— start Text —

Optionally, referring to FIG. 61 and FIG. 62, the second direction may be the vertical direction. When the second direction is the vertical direction, that is, the two clamping arms 7202 are spaced apart in the vertical direction, and the two clamping arms 7202 clamp the sealing lid 30 in the up-down clamping manner. Likewise, the two guiding plates 7203 in the guiding component can still play a rold in guiding and directing the clamping arms 7202, thus realizing the clamping and releasing of the sealing lid 30 by the clamping arms 7202. Moreover, a clamping arm 7202 of the two clamping arms 7202 located in a lower position can play a certain role in supporting the sealing lid 30, so that the sealing lid 30 is clamped more stably, and the probability of falling of the sealing lid 30 is reduced.

Optionally, the second direction Y is the horizontal direction. The two clamping arms 7202 are spaced apart in the horizontal direction, and the two clamping arms 7202 clamp the sealing lid 30 in the horizontal clamping manner, which likewise can realize the clamping and releasing of the sealing lid 30.

In some embodiments, the first driving mechanism 70 further includes a base 71 to which the driving unit 73 and the guiding component are both mounted. By providing the base 71, the base 71 provides a platform for mounting the driving unit 73 and the guiding component.

In the above, the driving unit 73 may be a variety of linear driving mechanisms, for example, the driving unit 73 may be an air cylinder, a hydraulic cylinder, a linear module, a screw-nut auxiliary mechanism, a linear motor, a timing belt 735 transmission mechanism or a gear-rack transmission mechanism, etc.

Optionally, referring to FIG. 48, the driving unit 73 includes a first driving member 730, the first lead screw 731, a guiding rod 732 and a first screw nut 733, wherein the first driving member 730 is mounted on the base 71, the first lead screw 731 is rotatably mounted on the base 71 in the first direction X, a driving end of the first driving member 730 is in driving connection with the first lead screw 731 for driving the first lead screw 731 to rotate, the guiding rod 732 is provided on the base 71 in the first direction X, the first screw nut 733 is in threaded fit with the first lead screw 731, the first screw nut 733 is slidably provided on the guiding rod 732 in the first direction X, and the moving member 7201 is mounted on the first screw nut 733. By using a first lead screw-nut pair mechanism as the driving unit 73, the first screw nut 733 and the first lead screw 731 are in threaded fit, the first nut 733 is driven by the first driving member 730 to move back and forth along the first lead screw, and transmission accuracy of the first lead screw 731 is relatively high, measurement accuracy of the moving member 7201 can be ensured, and the first lead screw 731 has a simple structure, thus fault points are reduced, reliability thereof can be improved, and the manufacturing cost can also be greatly reduced.

Specifically, under a driving effect of the first driving member 730, the first lead screw 731 is driven by the first driving member 730 to rotate in an axial direction thereof. As the first screw nut 733 is not only in threaded fit with the first lead screw 731, but also in sliding fit with the guiding rod 732, under a rotating effect of the first lead screw 731, the guiding rod 732 prevents the first screw nut 733 from rotating with the first lead screw 731. Therefore, under a limiting effect of the guiding rod 732, the first screw nut 733 can only move back and forth on the first lead screw 731 in the first direction X, thereby driving the moving member 7201 to move back and forth in the first direction X.

— end Text —
— start Recorded data —

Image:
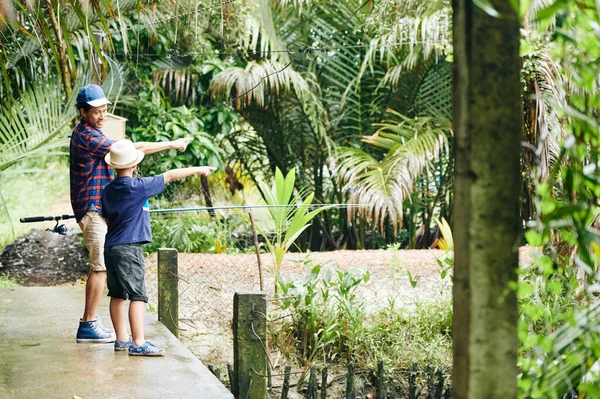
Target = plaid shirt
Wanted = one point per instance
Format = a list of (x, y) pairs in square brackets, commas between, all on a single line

— end Recorded data —

→ Required work
1. Translate this sentence from the clamping mechanism text into Spanish: "In some embodiments, the first driving mechanism 70 further includes a base 71 to which the driving unit 73 and the guiding component are both mounted."
2. Retype the part of the clamping mechanism text that opens with the words containing "Optionally, referring to FIG. 61" and closes with "30 is reduced.".
The lines can be left aside; no task here draws on them.

→ List of solutions
1. En algunas realizaciones, el primer mecanismo de accionamiento 70 incluye además una base 71 en la que están montados tanto la unidad de accionamiento 73 como el componente de guía.

2.
Optionally, referring to FIG. 61 and FIG. 62, the second direction may be the vertical direction. When the second direction is the vertical direction, that is, the two clamping arms 7202 are spaced apart in the vertical direction, and the two clamping arms 7202 clamp the sealing lid 30 in the up-down clamping manner. Likewise, the two guiding plates 7203 in the guiding component can still play a rold in guiding and directing the clamping arms 7202, thus realizing the clamping and releasing of the sealing lid 30 by the clamping arms 7202. Moreover, a clamping arm 7202 of the two clamping arms 7202 located in a lower position can play a certain role in supporting the sealing lid 30, so that the sealing lid 30 is clamped more stably, and the probability of falling of the sealing lid 30 is reduced.